• DATA SUPPLIED:
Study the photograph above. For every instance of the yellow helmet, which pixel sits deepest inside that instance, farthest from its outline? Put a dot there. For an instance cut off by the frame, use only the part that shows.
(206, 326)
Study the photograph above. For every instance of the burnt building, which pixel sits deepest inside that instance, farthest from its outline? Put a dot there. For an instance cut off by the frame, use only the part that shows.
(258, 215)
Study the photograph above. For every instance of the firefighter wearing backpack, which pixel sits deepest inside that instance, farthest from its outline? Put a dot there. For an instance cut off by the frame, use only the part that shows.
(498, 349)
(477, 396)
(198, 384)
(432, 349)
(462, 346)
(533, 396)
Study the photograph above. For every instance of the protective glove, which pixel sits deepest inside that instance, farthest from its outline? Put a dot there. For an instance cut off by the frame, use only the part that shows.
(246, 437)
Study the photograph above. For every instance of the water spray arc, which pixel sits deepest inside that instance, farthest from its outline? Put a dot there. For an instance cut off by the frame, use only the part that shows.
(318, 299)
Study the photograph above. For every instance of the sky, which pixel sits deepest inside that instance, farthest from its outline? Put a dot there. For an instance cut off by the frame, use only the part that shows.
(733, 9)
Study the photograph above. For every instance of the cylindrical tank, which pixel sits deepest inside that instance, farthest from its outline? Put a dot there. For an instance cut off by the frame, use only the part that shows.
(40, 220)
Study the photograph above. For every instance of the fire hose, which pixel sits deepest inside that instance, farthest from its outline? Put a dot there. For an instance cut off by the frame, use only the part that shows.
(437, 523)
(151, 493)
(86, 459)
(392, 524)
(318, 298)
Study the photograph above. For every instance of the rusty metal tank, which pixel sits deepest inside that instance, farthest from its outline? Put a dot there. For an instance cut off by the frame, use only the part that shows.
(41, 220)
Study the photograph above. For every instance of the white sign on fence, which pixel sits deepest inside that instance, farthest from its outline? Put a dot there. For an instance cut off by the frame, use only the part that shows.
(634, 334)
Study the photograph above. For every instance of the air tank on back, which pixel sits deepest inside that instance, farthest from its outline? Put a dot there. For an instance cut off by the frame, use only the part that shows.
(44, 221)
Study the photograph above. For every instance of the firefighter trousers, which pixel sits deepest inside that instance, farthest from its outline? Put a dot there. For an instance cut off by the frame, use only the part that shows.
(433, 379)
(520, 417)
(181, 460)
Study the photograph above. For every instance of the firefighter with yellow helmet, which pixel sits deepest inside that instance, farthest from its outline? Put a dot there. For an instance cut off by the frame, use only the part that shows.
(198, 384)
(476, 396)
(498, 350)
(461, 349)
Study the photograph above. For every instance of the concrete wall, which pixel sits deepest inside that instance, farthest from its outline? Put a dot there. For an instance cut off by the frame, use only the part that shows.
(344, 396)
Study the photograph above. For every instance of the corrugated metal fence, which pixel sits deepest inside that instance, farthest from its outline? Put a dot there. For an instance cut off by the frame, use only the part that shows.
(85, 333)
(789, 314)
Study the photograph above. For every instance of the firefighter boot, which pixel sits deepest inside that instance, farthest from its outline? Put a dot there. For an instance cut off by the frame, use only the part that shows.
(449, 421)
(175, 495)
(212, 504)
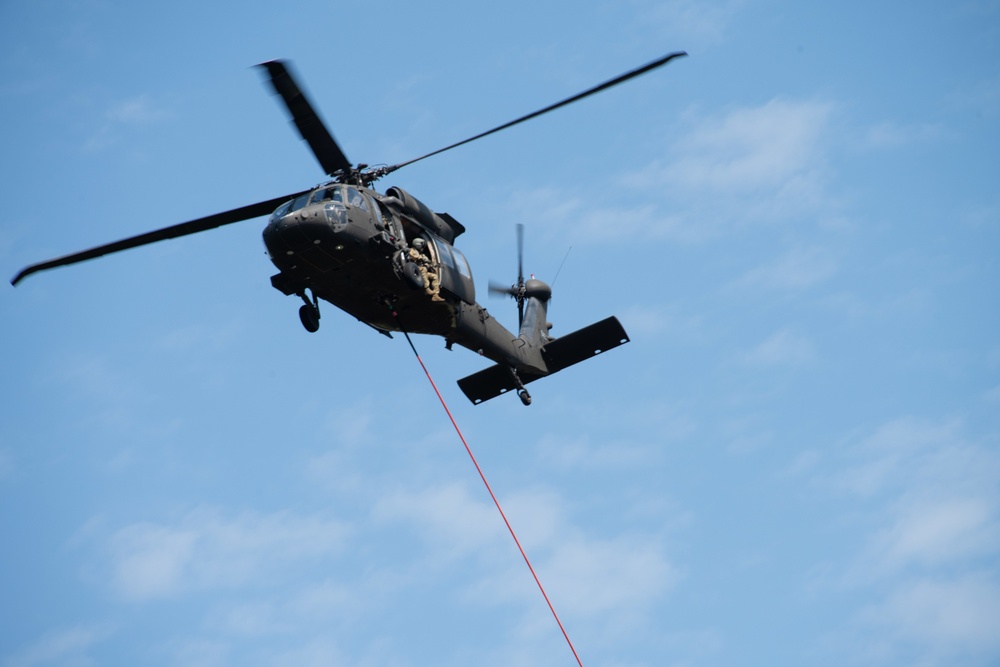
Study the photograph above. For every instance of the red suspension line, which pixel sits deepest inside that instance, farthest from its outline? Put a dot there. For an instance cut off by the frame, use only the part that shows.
(495, 501)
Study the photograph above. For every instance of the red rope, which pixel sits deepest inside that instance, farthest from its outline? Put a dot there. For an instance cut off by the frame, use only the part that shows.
(495, 501)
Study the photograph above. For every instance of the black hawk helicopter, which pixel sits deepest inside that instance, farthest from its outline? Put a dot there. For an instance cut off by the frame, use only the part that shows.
(390, 261)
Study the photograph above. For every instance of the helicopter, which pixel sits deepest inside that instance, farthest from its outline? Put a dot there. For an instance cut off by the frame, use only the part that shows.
(391, 262)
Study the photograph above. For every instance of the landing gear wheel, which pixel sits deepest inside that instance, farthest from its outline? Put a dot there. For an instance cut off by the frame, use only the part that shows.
(309, 315)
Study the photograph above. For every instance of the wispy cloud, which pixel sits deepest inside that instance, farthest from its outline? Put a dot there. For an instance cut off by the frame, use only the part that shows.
(206, 549)
(782, 348)
(124, 116)
(63, 647)
(933, 497)
(797, 269)
(763, 164)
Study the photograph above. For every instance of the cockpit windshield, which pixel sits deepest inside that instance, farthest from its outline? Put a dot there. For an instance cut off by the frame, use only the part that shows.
(332, 193)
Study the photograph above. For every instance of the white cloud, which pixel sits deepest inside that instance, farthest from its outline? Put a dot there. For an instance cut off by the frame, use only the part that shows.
(775, 147)
(946, 620)
(701, 23)
(65, 647)
(208, 550)
(782, 348)
(798, 269)
(932, 498)
(754, 165)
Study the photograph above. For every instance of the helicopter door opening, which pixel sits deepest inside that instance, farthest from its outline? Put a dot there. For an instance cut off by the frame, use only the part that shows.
(456, 276)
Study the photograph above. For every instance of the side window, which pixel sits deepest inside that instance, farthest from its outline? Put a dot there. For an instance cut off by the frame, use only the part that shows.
(444, 251)
(354, 198)
(282, 210)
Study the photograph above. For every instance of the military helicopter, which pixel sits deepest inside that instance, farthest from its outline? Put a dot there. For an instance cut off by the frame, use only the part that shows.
(390, 261)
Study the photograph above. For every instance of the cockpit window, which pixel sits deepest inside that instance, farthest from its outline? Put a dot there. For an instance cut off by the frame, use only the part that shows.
(327, 194)
(354, 198)
(282, 211)
(299, 202)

• TASK STATEMENT: An exact copy of the listing above, minus its pictures, is what is needed here.

• WRITTEN ANSWER:
Study the photograph above. For every instance of the yellow helmet, which pixel sits deepest inside that instance, farthest from its outline? Put a dot there. For an instance cut off by the frame, use only the part that shows.
(206, 326)
Study the photograph above. For every instance of the burnt building, which pixel sits deepest inside that instance, farthest from its outline? Put a dot there. For an instance cut off by the frame, use only the part that shows.
(258, 215)
Study the photograph above. For every instance of the firefighter wearing backpack, which pixel sits deepest inside that instance, farthest from its outline? Put a dot there. For an instance cut off by the frame, use only the part that shows.
(498, 349)
(477, 396)
(198, 384)
(432, 349)
(462, 346)
(533, 396)
Study the photograph above. For every instance of the protective glove, which pixel sits deepest inside that instance, farthest from its outline? Put a dot there. For an instance cut off by the frame, use only the part that shows.
(246, 437)
Study the photograph above. For every instance of the water spray arc, which pixel sits deepest inside that instance, farthest from its outline? Put a dot there. For an instance cut off by the frame, use only the part that shows.
(318, 299)
Study the photograph above. For every instance of the sky, which pixel sits deepest inside that instance, farthest from its outline? Put a dot there. For an instance cut off by the frame, use only the part that shows.
(733, 9)
Study the photograph above. For every instance of the cylindrical tank, which pixel sits deepest inside that instance, farthest from its outline? Put a dot there. For an instance cut off by the frame, use only the part that shows.
(40, 220)
Study the photograph above. For every instance of the fire hose, which pixel sits deepest inside that instance, farthest from its outline? Put a dot there. For an instance cut off by the frame, use only the part that shows.
(437, 523)
(151, 493)
(86, 459)
(392, 524)
(318, 298)
Study the photograph above. For every instance of the rusty metal tank, which pixel sits deepest inside that instance, farthest from its outline? Put a dot there. For an instance cut off by the frame, use only the part that shows.
(41, 220)
Study the photograph above. For every instance of the white sign on fence, which pixel sits deepest inside that instance, farthest from its outline? Put a dot there. For an instance cut off by the frame, use only the part that shows.
(634, 334)
Study the photograph above. For every instance of the air tank on back, which pixel sits deepest inside that instance, farthest from its outline? Put a dot there. For an instance cut off by the frame, use only the part that shows.
(44, 221)
Study the photograph above. For every instance of the firefighter trousers, which pixel sits deepest inside that instance, farthest from its outline? Put a dot there. For an instance cut off by the frame, use only the part that shows.
(433, 379)
(520, 417)
(181, 460)
Study the photograph above. For every instance of the firefighter with yellow helmet, which pixel sits deepest inside that instance, farthest from its outline? Put a dot there. For an instance cut off by the frame, use only the part that shows.
(198, 384)
(476, 396)
(498, 350)
(461, 349)
Study the photograph above. For every instance of the concrete wall, which pixel sits deepest inside that instance, farthest from its outline? Put a dot there. For an instance cut off by the frame, use only the part that shows.
(344, 396)
Study the photograph above. For every instance of the corrugated metal fence, which pixel sits deepest inside that instance, farthest from its outline? Put a dot there. For an instance cut off by the frame, use only the part that shows.
(85, 333)
(789, 314)
Study the photograph above. For every instance of the firefighter boot, which pixel sits deepest inside that instance, farthest from its outline? Put a dot there. For an instance cut off by the frame, use only the part that shows.
(449, 421)
(175, 495)
(212, 504)
Study the photograph above. For every instance of the red suspension line, which pixel sits deepest inside that instance, farthest from its outline? Put a dot there. For an instance cut off by the frame, use only the part that shows.
(495, 501)
Study the photograph above. For every instance of the red rope, which pixel sits deepest inside that instance, farthest from its outline? Put a dot there. For an instance cut off by the frame, use only the part that shows.
(495, 501)
Study the photograph above. For every instance of the black hawk helicopter, which pixel sits deepest inside that instance, farthest from its outline? Put a dot there. For an instance cut off by the frame, use only the part that shows.
(390, 261)
Study the photograph above. For every instance of the helicopter, which pixel sits deepest inside that instance, farthest from its outline? Put a dot there. For an instance cut off by the frame, use only the part that shows.
(391, 262)
Study the photograph above. For every instance of the landing gear wheel, which pixel sits deepest inside that instance, farthest from its outline? Put a dot there. For an instance cut off by the frame, use only the part that shows.
(309, 315)
Study the photograph above. For every instance of the wispy cloud, which pixel sits deepest inside that instance, farthest from its outline? Put a dot there. For an instance cut off by the frame, use only the part that shows.
(206, 549)
(782, 348)
(124, 116)
(63, 647)
(933, 497)
(797, 269)
(763, 164)
Study the photograph above. For every instance of the cockpit windshield, which pixel sits deepest inside that instance, farthest from its outline? Put a dot there. For an instance cut off by the frame, use only the part that shows.
(332, 193)
Study the photograph above. For every instance of the white cloud, which pixel sits deepest inside that instance, farthest from its outline? Put a dot there. For an instance cut off by the frame, use only the part that shows.
(775, 147)
(946, 620)
(701, 23)
(65, 647)
(208, 550)
(782, 348)
(798, 269)
(932, 498)
(754, 165)
Study the photograph above. For every instance of the helicopter door opening, which pixel sits deepest inside that instance, farthest from its outline? Put a dot there. For an instance cut off by the frame, use only the part that shows.
(456, 276)
Study the photograph above. For every instance of the side window, which pixel sits deepest inside that instance, farthest from its outline? Put a dot there. For an instance cut off by the frame, use only the part that shows.
(444, 251)
(354, 198)
(282, 210)
Study the photograph above. For every instance of the military helicopter, which pixel sits deepest inside that instance, farthest from its outline? Put a dot there. For an instance cut off by the frame, use only the part that shows.
(390, 261)
Study the photograph above. For every instance of the cockpit window, which pixel sits deepest inside that instance, farthest from its outline? Put a dot there. For an instance cut off by the frame, use only the part that shows.
(327, 194)
(354, 198)
(282, 211)
(299, 202)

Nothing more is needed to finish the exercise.